What needs to be done: Please repeat the Renaissance Academy passage word for word, from "In November 2015, shortly" to "leaving Renaissance open.".

Selected extract:
-.-.-

In 2018, incoming principal Tammatha Woodhouse announced her intention to dramatically increase enrollment to 400 (from 242 in August 2018), and to add organized sports to the school's programming.

==Potential moves and closure==
Renaissance Academy has been repeatedly reviewed by Baltimore City Schools for closure or relocation.

Initially based in the campus of the former Southwestern Senior High School, City Schools officials first began proposing moving Renaissance to the sites of Harlem Park Middle or Edmondson-Westside High School. The response to the proposal from the public was hostile, with complaints about lack of community involvement, longer commutes and a perception of more dangerous neighborhoods. A month later, the revised plan was released, which announced that Renaissance would instead move to open space in the campus of West Baltimore Middle School.

In November 2015, shortly after the unrest, Renaissance (now at the former West Baltimore Middle School site) was one of several schools in the most highly affected areas to be considered for closure, leading to community outcry and resistance. As a result of this community activism, CEO Gregory Thornton announced a reversal of the proposal, leaving Renaissance open.

Following the death of three students, City Schools, now under the leadership of CEO Sonja Santelises, once more recommended Renaissance for closure, this time at the end of the 2016–2017 school year, although Santelises also stated that she was exploring possible new sites for the school. In December of the same year however, the school board again delayed the vote on closing Renaissance, delaying until January 2017. When the board returned to the matter in January 2017, the Office of New School Initiatives released a report proposing Renaissance be relocated to the campus of Baltimore City Community College (BCCC) in the Burleith-Leighton neighborhood. This plan did not last long though, as management changes at BCCC ended the lease negotiations. After a $1 million donation was made to the school from an anonymous donor, City Schools again changed course, approving Renaissance to remain open at its present site, co-located in the same building as Booker T. Washington Middle School. The two schools share facilities such as the gymnasium and the auditorium, but are otherwise kept separate from one another.

-.-.-

Excerpted data:

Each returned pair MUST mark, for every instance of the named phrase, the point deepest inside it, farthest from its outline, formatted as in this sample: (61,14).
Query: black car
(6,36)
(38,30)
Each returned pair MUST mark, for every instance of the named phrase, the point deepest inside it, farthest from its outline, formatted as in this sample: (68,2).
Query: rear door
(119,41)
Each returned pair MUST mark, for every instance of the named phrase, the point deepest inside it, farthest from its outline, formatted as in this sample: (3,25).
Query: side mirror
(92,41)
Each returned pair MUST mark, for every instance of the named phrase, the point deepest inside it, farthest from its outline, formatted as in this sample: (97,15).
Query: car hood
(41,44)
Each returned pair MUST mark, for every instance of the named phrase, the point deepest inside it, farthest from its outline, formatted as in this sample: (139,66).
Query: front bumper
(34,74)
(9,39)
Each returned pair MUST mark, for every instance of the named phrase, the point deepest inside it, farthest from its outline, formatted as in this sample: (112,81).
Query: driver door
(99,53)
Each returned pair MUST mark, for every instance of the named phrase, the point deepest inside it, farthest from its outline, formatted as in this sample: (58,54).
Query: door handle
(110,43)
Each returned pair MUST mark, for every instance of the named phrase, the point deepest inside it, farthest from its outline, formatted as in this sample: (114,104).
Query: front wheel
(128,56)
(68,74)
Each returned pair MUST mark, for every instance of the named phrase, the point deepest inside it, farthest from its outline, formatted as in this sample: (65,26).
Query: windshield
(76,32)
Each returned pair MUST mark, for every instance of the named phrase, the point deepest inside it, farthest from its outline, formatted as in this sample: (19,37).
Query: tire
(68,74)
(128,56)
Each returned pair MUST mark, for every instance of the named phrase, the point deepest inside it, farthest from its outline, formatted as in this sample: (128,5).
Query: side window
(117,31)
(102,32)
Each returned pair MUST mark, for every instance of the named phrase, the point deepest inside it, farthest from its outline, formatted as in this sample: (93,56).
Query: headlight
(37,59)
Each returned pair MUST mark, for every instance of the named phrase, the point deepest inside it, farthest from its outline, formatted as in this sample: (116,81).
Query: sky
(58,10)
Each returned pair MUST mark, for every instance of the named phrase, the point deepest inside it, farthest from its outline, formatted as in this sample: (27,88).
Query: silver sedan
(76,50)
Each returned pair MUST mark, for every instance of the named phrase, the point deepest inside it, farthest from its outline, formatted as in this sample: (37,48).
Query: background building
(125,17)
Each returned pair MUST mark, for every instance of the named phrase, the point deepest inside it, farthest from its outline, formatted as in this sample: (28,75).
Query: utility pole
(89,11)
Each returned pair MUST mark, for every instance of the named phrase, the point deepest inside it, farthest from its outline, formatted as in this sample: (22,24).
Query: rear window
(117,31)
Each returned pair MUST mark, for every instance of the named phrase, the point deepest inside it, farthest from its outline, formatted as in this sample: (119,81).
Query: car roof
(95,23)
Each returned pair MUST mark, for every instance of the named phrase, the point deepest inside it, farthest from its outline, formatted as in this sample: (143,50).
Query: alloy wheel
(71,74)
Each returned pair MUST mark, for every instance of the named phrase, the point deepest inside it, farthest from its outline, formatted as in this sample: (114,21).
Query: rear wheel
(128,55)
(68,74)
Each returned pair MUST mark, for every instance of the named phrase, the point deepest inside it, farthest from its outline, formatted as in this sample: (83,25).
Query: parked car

-.-.-

The answer:
In November 2015, shortly after the unrest, Renaissance (now at the former West Baltimore Middle School site) was one of several schools in the most highly affected areas to be considered for closure, leading to community outcry and resistance. As a result of this community activism, CEO Gregory Thornton announced a reversal of the proposal, leaving Renaissance open.